__Requirements__
Select and copy every line below that contains the word "jacket", matching case exactly.
┌─ Provided entries
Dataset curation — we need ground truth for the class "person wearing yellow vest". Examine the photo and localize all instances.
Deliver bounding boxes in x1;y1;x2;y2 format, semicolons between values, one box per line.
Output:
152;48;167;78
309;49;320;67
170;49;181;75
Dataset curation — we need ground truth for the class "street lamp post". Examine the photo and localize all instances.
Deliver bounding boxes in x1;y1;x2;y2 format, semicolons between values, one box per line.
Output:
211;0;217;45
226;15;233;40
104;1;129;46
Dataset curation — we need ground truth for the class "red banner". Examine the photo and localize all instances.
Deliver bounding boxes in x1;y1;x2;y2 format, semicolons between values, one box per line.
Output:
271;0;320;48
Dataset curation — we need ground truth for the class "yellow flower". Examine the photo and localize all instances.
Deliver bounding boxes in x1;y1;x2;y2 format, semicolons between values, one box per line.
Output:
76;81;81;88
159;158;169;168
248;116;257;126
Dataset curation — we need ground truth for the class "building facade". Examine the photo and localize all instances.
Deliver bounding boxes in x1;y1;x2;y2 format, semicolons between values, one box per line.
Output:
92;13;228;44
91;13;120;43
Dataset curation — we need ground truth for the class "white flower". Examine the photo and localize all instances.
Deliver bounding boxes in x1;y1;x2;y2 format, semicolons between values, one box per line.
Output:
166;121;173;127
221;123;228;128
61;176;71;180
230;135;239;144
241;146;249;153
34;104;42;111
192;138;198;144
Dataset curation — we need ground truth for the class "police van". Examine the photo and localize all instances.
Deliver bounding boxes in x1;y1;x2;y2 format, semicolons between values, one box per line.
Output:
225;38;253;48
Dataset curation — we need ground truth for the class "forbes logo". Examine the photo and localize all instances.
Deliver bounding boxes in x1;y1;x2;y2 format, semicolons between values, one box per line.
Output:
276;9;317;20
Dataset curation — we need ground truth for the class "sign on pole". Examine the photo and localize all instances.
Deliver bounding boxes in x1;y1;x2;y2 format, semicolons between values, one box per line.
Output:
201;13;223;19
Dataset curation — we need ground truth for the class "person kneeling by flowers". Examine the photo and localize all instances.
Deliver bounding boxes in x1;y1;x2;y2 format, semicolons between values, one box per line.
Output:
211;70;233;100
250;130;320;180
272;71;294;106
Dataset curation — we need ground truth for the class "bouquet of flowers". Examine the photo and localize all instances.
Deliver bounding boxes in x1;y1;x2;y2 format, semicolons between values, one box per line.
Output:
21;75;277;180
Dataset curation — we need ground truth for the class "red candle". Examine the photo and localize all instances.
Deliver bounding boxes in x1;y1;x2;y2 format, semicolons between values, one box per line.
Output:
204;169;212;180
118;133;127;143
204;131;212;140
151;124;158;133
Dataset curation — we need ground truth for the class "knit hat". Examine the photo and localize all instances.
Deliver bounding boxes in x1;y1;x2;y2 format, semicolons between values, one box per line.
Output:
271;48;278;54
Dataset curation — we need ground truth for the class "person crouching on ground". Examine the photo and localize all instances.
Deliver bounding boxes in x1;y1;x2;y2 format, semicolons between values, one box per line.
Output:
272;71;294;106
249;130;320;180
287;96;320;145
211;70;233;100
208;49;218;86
└─
┌─ Provided entries
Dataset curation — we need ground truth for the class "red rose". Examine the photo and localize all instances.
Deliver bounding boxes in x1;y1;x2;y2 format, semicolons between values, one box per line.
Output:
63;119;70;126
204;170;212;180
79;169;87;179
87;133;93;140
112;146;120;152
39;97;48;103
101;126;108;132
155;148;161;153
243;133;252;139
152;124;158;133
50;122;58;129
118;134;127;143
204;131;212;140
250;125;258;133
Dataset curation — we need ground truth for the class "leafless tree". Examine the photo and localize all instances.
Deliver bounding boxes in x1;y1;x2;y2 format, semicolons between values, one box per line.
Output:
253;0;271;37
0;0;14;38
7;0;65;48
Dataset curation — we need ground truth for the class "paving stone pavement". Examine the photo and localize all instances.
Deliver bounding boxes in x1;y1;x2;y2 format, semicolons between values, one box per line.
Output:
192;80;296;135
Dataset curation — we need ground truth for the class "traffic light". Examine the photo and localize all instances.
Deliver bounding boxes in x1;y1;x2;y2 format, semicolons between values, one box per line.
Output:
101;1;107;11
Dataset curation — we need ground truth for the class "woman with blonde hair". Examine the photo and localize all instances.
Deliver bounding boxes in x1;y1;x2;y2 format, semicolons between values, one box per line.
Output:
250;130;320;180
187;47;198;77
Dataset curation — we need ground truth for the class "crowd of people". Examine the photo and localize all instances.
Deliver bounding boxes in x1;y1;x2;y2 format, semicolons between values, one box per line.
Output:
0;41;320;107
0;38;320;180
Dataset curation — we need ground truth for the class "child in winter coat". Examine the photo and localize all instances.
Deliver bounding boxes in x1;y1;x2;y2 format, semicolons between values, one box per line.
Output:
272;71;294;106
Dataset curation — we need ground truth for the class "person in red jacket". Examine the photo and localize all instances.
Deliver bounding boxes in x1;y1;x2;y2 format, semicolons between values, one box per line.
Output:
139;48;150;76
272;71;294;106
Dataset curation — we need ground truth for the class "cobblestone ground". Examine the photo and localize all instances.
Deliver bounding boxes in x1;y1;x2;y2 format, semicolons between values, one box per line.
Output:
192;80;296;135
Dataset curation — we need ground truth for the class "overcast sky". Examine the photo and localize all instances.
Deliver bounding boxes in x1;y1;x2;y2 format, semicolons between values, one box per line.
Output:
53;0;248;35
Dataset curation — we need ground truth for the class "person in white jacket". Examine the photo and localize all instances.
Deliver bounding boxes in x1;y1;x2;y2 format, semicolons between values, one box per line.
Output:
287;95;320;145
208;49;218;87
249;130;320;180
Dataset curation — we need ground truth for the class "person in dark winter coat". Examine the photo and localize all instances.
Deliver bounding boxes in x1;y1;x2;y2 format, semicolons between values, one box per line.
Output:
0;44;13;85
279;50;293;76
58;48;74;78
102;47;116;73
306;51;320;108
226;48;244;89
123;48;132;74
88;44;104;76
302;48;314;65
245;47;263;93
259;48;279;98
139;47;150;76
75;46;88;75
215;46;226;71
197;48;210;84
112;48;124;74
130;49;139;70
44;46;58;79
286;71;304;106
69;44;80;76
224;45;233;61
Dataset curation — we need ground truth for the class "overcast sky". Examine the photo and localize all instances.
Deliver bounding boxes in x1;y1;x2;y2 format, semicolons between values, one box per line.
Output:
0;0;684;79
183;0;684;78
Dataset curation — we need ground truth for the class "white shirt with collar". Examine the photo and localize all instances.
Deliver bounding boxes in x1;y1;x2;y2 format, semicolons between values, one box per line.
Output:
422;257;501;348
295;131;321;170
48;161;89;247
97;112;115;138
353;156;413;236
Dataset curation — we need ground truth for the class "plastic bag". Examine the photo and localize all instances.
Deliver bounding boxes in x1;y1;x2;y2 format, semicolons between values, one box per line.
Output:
└─
__Response to the task__
Dataset curation — we need ground truth for the class "person in red jacket". Examine the photo and localize all instances.
Dataset curation — we need ground truth for the class "person in white jacket". Examine the photo and localize all instances.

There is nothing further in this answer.